[Data section — start]
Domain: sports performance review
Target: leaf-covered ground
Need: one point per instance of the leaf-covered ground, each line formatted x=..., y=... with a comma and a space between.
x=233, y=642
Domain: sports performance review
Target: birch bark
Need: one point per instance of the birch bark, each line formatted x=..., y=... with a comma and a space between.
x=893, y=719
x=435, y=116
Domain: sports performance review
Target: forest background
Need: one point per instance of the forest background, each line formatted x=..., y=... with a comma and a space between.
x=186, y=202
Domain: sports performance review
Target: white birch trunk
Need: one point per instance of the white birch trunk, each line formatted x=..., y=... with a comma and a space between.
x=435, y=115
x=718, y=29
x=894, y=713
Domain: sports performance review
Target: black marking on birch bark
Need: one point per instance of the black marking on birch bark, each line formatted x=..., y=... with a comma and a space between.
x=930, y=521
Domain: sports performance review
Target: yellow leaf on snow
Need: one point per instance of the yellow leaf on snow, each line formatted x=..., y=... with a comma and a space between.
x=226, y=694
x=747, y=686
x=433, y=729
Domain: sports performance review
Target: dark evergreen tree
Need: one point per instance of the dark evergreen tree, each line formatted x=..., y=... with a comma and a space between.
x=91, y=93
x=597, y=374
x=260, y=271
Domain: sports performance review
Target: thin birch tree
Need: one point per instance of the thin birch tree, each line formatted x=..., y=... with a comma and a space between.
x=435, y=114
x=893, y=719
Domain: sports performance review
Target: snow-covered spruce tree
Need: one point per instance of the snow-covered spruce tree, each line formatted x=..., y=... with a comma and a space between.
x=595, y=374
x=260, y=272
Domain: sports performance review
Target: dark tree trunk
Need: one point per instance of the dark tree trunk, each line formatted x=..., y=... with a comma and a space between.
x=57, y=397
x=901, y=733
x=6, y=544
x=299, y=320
[Data section — finish]
*Problem statement:*
Copy out word for word each line of the listing, from the very first line down to the line containing "Target: birch bark", and stop after that line.

*Task response:*
Domain: sports performance review
Target: leaf-covered ground
Need: one point per instance of the leaf-covered ground, each line formatted x=..., y=... with a comma and a space between.
x=233, y=642
Domain: sports performance review
Target: birch bark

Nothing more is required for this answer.